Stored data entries
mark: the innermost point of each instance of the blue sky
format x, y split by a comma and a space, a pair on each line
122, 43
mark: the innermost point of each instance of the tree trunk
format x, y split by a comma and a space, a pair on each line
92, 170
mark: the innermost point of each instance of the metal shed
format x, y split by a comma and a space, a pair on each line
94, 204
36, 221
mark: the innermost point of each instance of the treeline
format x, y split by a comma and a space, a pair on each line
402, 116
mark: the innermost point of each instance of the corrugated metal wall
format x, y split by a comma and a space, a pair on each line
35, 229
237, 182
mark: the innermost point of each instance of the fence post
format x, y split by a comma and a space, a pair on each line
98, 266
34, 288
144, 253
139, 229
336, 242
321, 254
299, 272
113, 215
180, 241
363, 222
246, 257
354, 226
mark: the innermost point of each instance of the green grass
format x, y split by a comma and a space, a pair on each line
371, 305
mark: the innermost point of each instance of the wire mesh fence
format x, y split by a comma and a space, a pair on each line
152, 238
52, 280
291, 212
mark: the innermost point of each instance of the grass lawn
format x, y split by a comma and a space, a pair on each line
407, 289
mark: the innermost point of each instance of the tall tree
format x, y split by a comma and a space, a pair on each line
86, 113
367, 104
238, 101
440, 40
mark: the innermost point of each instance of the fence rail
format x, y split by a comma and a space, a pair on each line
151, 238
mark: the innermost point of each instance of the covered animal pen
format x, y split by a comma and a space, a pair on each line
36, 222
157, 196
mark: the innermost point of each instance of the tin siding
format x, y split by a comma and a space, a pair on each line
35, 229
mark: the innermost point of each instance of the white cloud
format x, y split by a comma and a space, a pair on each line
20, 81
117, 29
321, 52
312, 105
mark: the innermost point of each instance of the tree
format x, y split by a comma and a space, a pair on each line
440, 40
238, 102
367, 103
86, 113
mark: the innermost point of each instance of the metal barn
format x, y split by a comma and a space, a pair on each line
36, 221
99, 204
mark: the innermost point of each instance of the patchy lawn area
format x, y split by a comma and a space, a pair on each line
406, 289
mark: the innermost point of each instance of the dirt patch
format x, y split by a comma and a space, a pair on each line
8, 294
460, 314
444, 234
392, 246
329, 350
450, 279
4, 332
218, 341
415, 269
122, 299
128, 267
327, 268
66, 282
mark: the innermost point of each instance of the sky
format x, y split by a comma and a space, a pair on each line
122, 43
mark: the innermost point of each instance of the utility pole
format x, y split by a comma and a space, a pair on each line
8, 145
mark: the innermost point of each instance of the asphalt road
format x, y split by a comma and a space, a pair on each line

* [Problem requirements]
Up to and including the line with "mark: the innermost point of each instance of the treeline", repeat the entries exactly, beginning at their first line.

* [Response]
mark: the innermost point of each instance of the blue sky
format x, y split by a comma and a space, a pair on each line
122, 43
mark: the innermost point of each instance of the tree trunk
format x, y split by a comma and a space, a pair on each line
92, 170
mark: the innermost point of each instance of the metal shed
format x, y split by a comma and a space, a pair on each line
94, 204
36, 221
mark: the innermost point of each instance of the treeline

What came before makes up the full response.